→ TASK LIST
[a] Answer these questions using the blog text about Audrey's garden visit and play date:
(i) What does Audrey spot in the squash and pumpkin patch?
(ii) Which song does Audrey sing with Mama?
(iii) What does Brooklynn climb on while Audrey sorts beads?
[b] Return the part of the blog text about Audrey's garden visit and play date starting with "A last bit of" and going on through "We love playdates!".

→ EXERCISE TEXT

An evening visit to the squash and pumpkin patch

Audrey spots a wee summer zucchini

She dives in to retrieve her garden treasure


Showing Mama her prize

Next stop: the strawberry patch


Audrey ate her micro-strawberry faster than the camera could capture, but one thing is for sure: no matter how crabby she might be, a trip outside with Mama and/or Daddy in tow always lifts her spirits, and ours.

Thursday, July 15, 2010

Twinkle, Twinkle

A special moment: Audrey sings Twinkle, Twinkle Little Star with Mama.

Audrey Sings Twinkle Twinkle Little Star from Kyle Ware on Vimeo.

Dylan & Brooklynn Visit

Mama and Jackie decided they needed to have a playda... um, I mean, Audrey needed a play date with Dylan and Brooklynn, so the Lightfoots packed up and came down to play with... us...

Brooklynn, Dylan, and Audrey dive in to the toys while the grown-ups get coffee

Audrey sorts beads, and Brooklynn climbs on the yellow digger

Dylan accessorizes

Slightly blurry kids in motion

Everyone heads outside after lunch

Destined to be pals

Our beautiful girls

A last bit of digging, then...

...on to the water feature! C'mon, Audrey!

Everyone loves popsicles in the pool...

...or by the pool


Audrey helps clean up

We love playdates!

→ INFORMATION
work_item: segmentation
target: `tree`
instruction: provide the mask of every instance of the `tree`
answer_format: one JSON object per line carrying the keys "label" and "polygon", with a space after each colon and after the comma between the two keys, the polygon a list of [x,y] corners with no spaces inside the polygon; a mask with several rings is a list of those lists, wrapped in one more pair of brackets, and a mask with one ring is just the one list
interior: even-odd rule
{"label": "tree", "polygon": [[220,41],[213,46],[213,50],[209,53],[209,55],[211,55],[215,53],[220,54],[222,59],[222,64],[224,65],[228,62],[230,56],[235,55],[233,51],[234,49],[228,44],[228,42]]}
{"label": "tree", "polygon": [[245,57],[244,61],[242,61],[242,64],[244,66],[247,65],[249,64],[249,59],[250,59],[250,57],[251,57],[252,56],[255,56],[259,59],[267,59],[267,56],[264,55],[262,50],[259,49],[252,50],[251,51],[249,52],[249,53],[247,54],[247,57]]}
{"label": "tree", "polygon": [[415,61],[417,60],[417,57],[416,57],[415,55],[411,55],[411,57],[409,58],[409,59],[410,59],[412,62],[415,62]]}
* * *
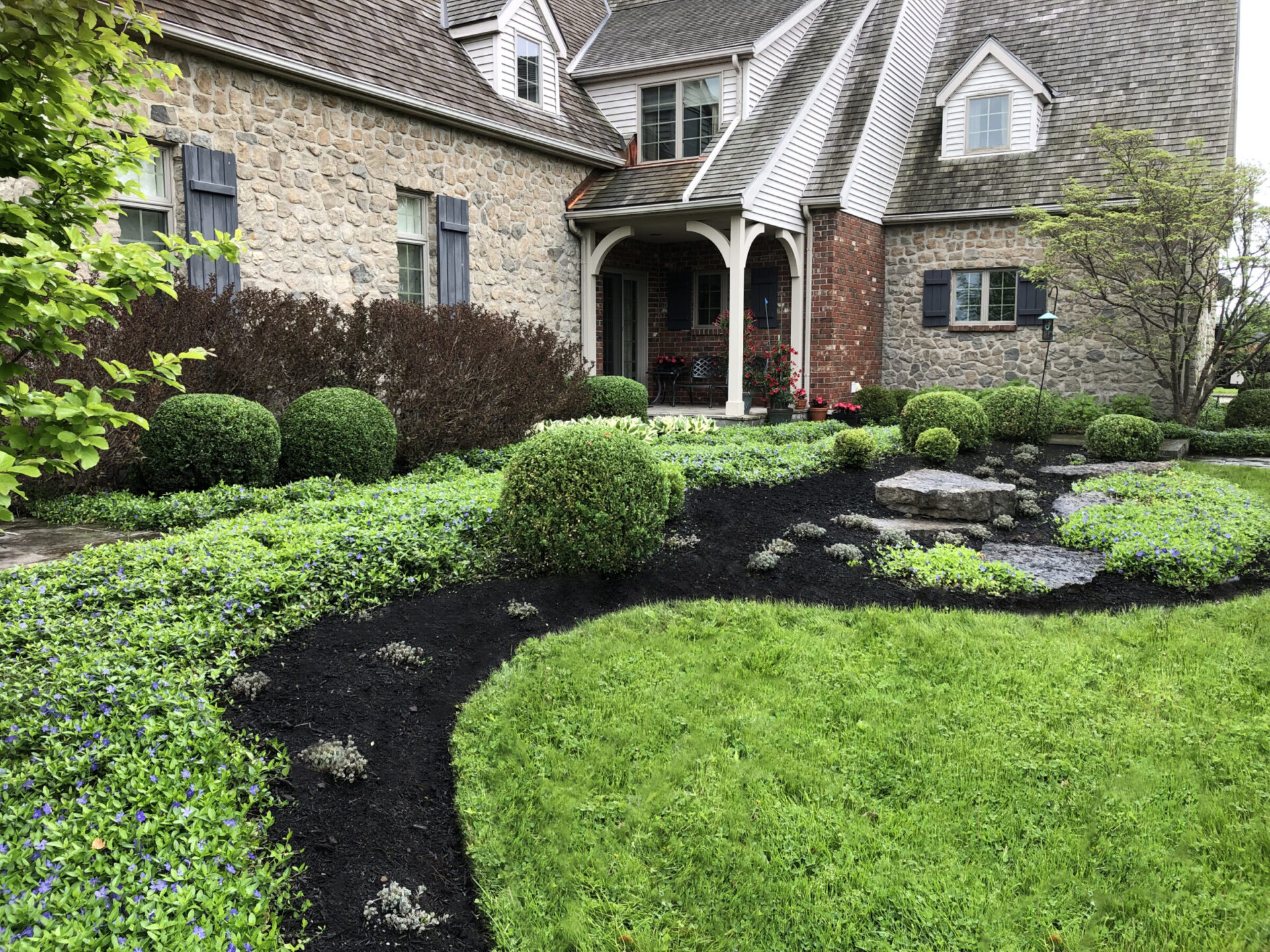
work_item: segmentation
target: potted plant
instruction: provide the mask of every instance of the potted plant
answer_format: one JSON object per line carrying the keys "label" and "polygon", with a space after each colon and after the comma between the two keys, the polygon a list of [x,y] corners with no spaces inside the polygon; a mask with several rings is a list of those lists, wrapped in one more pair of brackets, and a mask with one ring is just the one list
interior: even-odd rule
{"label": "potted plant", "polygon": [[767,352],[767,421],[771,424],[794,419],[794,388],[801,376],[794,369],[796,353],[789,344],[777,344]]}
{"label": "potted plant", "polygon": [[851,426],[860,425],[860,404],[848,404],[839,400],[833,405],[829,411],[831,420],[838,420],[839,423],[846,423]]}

→ ANSWERS TO THE PROBLEMS
[a]
(i) A wee summer zucchini
(ii) Twinkle, Twinkle Little Star
(iii) The yellow digger

[b]
A last bit of digging, then...

...on to the water feature! C'mon, Audrey!

Everyone loves popsicles in the pool...

...or by the pool


Audrey helps clean up

We love playdates!